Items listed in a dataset
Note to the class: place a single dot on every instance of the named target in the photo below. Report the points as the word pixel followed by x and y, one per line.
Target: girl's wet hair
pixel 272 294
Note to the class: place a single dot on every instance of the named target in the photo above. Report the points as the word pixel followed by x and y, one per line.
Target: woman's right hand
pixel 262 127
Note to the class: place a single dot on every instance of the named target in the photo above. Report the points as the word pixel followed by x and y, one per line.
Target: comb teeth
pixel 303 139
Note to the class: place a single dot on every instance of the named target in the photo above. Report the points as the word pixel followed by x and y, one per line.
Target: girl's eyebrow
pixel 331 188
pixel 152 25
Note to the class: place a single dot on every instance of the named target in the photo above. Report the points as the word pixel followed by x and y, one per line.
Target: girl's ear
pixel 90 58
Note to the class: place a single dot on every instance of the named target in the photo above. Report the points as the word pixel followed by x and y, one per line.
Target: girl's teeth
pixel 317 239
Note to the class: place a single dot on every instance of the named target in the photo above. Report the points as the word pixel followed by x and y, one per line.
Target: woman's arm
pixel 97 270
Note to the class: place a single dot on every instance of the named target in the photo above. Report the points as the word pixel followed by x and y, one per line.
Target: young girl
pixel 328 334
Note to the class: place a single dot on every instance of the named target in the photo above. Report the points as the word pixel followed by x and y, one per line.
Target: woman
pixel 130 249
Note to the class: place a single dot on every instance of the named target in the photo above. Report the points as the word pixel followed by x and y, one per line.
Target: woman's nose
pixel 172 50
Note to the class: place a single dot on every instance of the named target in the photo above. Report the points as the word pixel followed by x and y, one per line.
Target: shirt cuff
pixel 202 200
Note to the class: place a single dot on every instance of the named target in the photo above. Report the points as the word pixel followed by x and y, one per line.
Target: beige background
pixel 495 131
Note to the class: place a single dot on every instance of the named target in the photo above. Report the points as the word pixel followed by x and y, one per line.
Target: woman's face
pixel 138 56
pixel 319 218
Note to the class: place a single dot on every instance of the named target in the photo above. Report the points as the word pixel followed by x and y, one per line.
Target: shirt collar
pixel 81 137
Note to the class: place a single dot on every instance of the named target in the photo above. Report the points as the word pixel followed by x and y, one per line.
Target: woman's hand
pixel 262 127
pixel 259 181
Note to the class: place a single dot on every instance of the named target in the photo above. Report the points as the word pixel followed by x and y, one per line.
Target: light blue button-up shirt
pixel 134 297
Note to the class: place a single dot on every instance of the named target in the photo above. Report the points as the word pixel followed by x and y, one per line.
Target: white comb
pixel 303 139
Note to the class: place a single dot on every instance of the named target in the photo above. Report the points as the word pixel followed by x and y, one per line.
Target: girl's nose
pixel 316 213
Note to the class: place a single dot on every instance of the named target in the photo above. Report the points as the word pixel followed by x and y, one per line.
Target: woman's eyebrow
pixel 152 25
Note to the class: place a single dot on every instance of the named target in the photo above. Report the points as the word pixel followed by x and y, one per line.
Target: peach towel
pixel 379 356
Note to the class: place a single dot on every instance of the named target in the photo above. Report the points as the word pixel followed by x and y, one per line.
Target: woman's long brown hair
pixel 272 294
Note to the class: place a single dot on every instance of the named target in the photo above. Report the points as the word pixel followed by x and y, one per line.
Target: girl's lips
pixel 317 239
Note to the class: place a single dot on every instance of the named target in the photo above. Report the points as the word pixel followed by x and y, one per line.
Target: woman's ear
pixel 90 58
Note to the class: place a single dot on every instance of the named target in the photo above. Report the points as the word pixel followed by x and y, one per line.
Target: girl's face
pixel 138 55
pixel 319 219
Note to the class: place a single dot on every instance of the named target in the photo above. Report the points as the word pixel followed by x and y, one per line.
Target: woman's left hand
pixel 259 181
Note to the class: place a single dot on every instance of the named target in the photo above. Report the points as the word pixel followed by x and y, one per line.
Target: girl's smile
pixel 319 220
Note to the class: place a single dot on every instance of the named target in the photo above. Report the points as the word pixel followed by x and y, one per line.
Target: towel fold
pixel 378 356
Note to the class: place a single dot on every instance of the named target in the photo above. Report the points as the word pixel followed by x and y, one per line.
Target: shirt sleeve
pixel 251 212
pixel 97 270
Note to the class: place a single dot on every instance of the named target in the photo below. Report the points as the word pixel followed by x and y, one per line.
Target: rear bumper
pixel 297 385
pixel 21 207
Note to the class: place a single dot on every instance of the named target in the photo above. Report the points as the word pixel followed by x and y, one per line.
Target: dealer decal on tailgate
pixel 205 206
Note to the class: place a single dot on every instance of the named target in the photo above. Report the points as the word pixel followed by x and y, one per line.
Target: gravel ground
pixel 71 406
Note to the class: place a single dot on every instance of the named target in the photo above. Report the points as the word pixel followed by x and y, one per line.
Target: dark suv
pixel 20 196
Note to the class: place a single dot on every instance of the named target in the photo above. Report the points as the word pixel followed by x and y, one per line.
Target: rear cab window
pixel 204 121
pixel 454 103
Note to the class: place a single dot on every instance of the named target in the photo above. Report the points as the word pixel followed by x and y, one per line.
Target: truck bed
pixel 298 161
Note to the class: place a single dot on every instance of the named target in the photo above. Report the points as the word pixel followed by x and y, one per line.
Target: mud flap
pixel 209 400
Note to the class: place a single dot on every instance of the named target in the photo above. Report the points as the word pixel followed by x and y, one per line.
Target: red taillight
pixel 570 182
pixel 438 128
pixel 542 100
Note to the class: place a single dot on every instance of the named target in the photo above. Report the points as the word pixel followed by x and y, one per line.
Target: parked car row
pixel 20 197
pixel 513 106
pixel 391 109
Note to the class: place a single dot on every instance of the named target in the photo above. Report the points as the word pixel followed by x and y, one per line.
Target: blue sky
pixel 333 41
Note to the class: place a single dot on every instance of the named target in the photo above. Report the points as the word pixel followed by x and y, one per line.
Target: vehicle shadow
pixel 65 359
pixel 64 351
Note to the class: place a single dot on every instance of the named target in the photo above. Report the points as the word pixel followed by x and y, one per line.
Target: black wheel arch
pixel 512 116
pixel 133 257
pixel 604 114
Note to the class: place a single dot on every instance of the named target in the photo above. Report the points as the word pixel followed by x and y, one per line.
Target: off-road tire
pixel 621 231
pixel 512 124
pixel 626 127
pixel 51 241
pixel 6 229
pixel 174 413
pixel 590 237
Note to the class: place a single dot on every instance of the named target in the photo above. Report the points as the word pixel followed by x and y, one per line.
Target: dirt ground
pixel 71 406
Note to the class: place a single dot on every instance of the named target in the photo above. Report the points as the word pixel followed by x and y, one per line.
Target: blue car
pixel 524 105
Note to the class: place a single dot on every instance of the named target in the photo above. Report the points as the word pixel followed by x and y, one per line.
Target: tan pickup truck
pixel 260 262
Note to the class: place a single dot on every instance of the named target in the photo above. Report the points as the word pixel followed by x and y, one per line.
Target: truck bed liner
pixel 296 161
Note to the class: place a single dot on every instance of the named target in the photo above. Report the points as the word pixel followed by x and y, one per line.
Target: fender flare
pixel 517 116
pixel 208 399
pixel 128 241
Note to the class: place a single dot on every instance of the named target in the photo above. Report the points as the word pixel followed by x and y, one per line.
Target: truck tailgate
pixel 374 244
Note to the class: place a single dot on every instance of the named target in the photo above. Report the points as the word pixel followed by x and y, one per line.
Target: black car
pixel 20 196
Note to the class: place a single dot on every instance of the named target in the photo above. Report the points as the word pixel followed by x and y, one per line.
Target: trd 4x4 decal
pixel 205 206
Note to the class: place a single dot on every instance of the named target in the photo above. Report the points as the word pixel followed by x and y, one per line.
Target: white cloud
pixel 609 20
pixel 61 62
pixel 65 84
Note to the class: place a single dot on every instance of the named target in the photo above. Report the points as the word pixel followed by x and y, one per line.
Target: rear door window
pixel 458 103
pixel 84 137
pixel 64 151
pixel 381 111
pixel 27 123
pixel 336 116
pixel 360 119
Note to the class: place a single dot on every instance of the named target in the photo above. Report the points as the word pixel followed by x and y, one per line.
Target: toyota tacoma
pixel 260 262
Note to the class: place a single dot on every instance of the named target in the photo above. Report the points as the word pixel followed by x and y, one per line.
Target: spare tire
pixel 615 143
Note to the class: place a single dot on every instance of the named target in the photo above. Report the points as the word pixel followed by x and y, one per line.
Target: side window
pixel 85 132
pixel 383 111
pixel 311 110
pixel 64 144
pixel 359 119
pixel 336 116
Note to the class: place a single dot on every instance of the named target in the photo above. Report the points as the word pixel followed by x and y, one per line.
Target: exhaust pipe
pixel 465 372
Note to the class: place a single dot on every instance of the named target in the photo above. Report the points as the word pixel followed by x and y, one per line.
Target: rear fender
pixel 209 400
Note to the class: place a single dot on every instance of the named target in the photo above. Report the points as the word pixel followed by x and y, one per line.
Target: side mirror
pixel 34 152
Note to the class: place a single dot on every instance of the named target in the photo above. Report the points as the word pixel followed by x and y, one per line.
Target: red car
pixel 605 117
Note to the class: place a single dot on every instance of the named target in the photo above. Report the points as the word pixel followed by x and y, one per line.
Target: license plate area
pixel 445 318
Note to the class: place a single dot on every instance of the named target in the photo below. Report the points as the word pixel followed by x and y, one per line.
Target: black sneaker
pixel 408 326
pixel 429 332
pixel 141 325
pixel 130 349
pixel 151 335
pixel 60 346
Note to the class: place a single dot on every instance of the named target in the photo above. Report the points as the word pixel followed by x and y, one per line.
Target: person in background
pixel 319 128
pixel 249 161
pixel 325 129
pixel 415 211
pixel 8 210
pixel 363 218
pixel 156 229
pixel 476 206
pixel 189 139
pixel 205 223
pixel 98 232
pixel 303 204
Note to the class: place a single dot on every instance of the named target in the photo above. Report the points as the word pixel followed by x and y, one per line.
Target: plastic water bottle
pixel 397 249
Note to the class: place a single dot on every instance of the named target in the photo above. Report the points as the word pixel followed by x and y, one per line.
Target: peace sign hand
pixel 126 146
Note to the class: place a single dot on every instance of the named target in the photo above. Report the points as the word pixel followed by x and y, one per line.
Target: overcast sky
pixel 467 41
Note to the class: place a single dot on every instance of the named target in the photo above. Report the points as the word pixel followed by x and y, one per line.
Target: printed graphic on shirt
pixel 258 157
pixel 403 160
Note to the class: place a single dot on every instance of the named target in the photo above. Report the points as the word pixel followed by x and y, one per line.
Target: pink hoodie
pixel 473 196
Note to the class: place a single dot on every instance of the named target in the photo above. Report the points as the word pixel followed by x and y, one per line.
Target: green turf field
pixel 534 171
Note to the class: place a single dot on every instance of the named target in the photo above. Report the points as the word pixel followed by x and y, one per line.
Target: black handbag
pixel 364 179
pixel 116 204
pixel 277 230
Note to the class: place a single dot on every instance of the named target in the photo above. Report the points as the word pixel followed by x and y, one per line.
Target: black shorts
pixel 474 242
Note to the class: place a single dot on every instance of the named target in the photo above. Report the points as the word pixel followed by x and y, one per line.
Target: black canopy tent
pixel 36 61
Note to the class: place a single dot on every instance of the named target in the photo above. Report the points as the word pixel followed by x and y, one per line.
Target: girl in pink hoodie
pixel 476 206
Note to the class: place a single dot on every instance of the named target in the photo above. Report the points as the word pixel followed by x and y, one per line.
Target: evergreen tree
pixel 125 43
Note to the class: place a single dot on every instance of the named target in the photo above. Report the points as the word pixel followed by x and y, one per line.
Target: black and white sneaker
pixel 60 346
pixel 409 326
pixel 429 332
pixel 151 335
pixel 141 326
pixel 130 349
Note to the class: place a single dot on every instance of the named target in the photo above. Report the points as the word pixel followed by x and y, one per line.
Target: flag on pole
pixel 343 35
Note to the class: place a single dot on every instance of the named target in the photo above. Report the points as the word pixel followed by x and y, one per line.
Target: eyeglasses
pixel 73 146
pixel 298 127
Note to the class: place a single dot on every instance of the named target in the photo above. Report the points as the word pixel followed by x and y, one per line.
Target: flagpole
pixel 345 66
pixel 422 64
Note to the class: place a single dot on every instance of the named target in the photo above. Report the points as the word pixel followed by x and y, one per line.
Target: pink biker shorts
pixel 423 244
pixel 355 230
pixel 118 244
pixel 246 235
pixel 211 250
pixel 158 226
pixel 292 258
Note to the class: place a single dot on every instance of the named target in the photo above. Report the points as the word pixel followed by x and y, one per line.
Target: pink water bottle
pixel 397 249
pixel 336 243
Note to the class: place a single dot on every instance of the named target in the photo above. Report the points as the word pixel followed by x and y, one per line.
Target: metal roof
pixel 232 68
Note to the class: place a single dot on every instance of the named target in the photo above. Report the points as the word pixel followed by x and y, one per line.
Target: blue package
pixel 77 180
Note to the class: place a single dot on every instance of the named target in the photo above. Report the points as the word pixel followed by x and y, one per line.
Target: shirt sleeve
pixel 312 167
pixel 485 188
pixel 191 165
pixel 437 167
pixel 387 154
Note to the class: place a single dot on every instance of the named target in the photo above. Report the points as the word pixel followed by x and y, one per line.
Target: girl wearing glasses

## WORK INSTRUCTIONS:
Count the lines in the entries above that contain the string "background", treating uppercase and lowercase as different, and give only that number.

## FULL RESPONSE:
2